[Stated task] Rewrite the records as a numbered list, omitting blank lines. Begin at the first line of the records and stop after the line containing "x=192, y=353".
### Material ###
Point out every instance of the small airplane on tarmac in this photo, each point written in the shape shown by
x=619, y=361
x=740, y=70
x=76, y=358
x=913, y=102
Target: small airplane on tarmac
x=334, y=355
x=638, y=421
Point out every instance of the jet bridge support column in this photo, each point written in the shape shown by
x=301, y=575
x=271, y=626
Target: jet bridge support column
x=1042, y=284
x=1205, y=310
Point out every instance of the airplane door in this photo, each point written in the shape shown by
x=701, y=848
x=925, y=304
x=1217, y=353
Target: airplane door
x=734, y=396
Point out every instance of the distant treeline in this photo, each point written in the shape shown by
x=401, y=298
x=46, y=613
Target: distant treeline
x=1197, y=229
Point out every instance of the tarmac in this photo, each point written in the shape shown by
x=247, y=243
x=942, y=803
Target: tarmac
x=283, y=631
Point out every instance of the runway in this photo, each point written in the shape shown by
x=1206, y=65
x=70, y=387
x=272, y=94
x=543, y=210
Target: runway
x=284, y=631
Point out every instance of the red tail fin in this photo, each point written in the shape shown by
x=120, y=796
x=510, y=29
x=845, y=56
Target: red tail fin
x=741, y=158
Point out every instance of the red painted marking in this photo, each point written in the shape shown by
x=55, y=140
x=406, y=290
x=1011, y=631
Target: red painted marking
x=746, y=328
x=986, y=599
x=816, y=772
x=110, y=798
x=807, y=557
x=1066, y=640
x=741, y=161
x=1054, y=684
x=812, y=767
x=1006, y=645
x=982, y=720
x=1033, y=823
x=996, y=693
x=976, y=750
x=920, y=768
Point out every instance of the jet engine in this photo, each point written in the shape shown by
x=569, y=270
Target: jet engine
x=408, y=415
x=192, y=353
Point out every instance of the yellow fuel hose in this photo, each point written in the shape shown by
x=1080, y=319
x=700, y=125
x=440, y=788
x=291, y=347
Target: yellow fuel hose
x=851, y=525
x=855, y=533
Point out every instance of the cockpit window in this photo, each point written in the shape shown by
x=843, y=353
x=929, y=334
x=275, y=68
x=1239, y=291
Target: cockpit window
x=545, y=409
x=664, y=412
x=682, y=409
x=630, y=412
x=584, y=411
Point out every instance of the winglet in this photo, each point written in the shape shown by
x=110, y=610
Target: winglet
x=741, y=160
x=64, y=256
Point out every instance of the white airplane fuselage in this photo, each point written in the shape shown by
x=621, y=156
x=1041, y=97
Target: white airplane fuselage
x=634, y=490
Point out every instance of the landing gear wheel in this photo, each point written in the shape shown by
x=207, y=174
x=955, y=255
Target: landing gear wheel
###
[Response]
1. Point out every instance of the small airplane on tarmac in this photo, each point written in the shape shown by
2. x=619, y=361
3. x=740, y=70
4. x=76, y=358
5. x=913, y=102
6. Target: small airplane on tarmac
7. x=334, y=355
8. x=638, y=421
9. Point out every instance of the jet bridge support column in this photo, each point written in the shape shown by
10. x=301, y=575
11. x=271, y=626
12. Target: jet bridge support column
13. x=1042, y=284
14. x=1205, y=310
15. Point out every instance of the airplane door in this photo, each point written in the shape shown by
16. x=701, y=848
17. x=925, y=304
18. x=1217, y=353
19. Target: airplane door
20. x=734, y=396
21. Point out every instance of the distant treeline in this photo, each point written in the shape shown by
22. x=401, y=298
23. x=46, y=613
24. Target: distant treeline
25. x=1197, y=229
26. Point out every instance of the tarmac in this photo, each point written in the shape shown by
27. x=247, y=243
28. x=942, y=803
29. Target: tarmac
30. x=283, y=631
31. Point out every instance of the runway in this photo, each point written in the shape shown by
32. x=1206, y=65
33. x=70, y=387
34. x=272, y=94
35. x=543, y=210
36. Target: runway
37. x=284, y=631
38. Point out every instance of the red tail fin in this photo, each point written in the shape shown by
39. x=120, y=796
40. x=510, y=29
41. x=845, y=56
42. Target: red tail fin
43. x=741, y=158
44. Point out every instance of the red painted marking in this photo, each point written in the shape shown by
45. x=55, y=140
46. x=406, y=290
47. x=1011, y=631
48. Target: red painted marking
49. x=746, y=328
50. x=986, y=599
51. x=816, y=772
52. x=110, y=798
53. x=807, y=557
54. x=1066, y=640
55. x=741, y=161
56. x=1054, y=684
57. x=812, y=767
58. x=1006, y=645
59. x=982, y=720
60. x=1033, y=823
61. x=996, y=693
62. x=976, y=750
63. x=920, y=768
64. Point out every instance of the jet engine in this photo, each point written in the shape shown by
65. x=569, y=270
66. Target: jet engine
67. x=408, y=415
68. x=192, y=353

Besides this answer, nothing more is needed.